▶ _REQUEST_
Emit the line that holds "phrase -- white jar lid" and all lines following it through the end of the data, verbatim, and nothing else.

▶ _SOURCE DATA_
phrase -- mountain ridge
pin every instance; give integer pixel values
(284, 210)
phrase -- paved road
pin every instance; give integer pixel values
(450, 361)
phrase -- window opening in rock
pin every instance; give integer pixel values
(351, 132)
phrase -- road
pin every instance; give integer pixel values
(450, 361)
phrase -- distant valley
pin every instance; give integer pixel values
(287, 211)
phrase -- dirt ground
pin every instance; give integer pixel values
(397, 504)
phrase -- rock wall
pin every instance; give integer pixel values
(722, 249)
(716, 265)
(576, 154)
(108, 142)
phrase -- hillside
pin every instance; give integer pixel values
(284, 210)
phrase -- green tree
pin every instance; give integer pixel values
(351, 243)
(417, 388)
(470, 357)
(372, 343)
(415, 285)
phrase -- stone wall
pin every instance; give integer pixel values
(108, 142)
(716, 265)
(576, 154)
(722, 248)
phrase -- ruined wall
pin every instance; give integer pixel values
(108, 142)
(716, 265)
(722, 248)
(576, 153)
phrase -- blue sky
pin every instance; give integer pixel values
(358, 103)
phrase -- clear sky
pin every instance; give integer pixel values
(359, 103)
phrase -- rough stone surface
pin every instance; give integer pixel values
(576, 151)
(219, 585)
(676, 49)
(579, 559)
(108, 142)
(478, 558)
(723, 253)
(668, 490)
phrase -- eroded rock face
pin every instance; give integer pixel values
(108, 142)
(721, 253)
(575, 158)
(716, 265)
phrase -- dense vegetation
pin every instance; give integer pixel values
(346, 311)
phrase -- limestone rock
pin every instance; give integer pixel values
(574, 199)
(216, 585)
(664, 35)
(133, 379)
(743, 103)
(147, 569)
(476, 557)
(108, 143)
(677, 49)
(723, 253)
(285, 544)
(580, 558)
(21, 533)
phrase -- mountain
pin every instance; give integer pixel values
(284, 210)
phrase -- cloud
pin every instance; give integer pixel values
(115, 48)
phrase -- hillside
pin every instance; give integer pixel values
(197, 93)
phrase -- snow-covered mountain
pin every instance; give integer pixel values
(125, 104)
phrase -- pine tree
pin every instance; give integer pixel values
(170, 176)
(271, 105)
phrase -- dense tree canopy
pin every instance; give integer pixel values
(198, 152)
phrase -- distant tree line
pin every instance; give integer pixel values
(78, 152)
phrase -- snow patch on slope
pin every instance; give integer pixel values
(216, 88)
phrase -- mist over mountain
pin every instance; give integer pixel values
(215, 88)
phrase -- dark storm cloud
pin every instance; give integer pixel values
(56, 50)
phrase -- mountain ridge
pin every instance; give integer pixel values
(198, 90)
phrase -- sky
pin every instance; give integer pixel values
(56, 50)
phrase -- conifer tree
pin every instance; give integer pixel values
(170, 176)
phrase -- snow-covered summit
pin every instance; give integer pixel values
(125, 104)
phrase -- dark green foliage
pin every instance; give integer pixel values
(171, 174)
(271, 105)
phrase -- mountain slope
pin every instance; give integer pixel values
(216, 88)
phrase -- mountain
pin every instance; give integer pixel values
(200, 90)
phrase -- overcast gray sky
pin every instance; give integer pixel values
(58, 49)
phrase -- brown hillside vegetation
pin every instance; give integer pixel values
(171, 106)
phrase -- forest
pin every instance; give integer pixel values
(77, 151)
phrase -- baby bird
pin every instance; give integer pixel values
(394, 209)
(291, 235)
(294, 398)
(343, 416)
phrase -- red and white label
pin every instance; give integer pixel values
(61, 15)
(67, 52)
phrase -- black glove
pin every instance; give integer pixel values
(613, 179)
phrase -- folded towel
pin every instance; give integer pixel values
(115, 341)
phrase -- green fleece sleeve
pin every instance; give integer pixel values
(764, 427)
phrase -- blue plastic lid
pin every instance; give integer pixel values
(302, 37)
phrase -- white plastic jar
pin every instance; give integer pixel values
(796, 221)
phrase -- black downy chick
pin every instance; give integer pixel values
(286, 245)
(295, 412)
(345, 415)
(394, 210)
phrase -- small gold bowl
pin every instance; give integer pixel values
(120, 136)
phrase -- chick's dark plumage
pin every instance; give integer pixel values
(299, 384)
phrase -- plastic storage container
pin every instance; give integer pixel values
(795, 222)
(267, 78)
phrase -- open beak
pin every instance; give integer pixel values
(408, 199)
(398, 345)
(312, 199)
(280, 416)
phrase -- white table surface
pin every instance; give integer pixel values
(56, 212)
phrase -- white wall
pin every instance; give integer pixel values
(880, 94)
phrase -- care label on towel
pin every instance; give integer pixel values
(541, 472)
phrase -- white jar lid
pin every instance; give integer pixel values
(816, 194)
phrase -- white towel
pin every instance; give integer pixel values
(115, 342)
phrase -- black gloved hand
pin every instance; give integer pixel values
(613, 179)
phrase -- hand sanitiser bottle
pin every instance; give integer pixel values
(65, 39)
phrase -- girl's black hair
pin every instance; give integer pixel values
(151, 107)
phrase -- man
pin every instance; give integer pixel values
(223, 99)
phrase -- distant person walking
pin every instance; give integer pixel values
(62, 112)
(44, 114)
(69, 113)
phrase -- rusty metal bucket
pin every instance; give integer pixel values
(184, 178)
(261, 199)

▶ _CORRECT RESPONSE_
phrase -- white jar lid
pin every instance; give integer pixel values
(816, 194)
phrase -- white towel
pin every instance; give integer pixel values
(115, 342)
phrase -- black gloved hand
pin every instance; give integer pixel values
(613, 179)
phrase -- hand sanitiser bottle
pin every instance; give integer pixel values
(65, 39)
phrase -- girl's black hair
pin every instance; give integer pixel values
(151, 107)
phrase -- man
pin every instance; give integer pixel values
(223, 99)
phrase -- distant person walking
pin every instance; give integer pixel values
(62, 112)
(44, 114)
(69, 113)
phrase -- rusty metal bucket
pin every instance; give integer pixel values
(184, 178)
(261, 199)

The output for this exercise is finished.